### What you will do
Rewrite the listing with every "Layout" swapped for "Format", leaving everything else unchanged.

■ ■ ■ ■ ■

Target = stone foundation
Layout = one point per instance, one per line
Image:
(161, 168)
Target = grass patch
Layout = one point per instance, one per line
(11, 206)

■ ■ ■ ■ ■

### Solution
Target = stone foundation
Format = one point per instance, one per line
Image:
(161, 168)
Target = grass patch
Format = one point per instance, one per line
(11, 206)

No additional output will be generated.